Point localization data
◆ ◆ ◆ ◆
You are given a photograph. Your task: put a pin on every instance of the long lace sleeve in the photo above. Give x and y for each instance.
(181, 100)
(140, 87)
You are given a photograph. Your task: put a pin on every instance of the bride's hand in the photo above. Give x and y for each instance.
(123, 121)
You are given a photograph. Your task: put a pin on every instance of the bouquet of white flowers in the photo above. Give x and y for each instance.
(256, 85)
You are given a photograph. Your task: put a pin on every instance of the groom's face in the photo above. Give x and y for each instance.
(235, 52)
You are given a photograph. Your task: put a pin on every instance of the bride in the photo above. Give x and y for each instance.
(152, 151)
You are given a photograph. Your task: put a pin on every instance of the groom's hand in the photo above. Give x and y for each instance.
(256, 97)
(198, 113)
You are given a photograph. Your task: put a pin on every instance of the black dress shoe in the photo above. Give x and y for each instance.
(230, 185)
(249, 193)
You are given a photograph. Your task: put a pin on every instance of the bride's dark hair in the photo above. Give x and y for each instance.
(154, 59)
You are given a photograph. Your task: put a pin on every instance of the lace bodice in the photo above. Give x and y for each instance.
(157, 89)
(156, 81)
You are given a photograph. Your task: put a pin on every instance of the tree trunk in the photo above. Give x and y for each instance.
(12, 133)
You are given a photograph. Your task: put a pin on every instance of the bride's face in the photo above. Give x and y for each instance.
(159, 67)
◆ ◆ ◆ ◆
> Task objective
Please write out, exactly as they appear, the lines from the line containing "the bride's dark" through the last line of the records above, both included.

> Result below
You are given a photograph. Your task: put a pin on every instance of the bride's dark hair in the photo above. Give x and y for each instance.
(154, 59)
You are given a photograph. Your task: put a pin on every instance of the lace bodice in the photo above. Give x and y for each instance.
(157, 89)
(156, 81)
You are given a photograph. Your task: put a pin on every instance of the tree trunk in the photo above. Give x and y for each instance.
(12, 133)
You are given a photograph. Your task: put a pin on every instance of the bride's face in the photo above. Give x and y for each instance.
(159, 67)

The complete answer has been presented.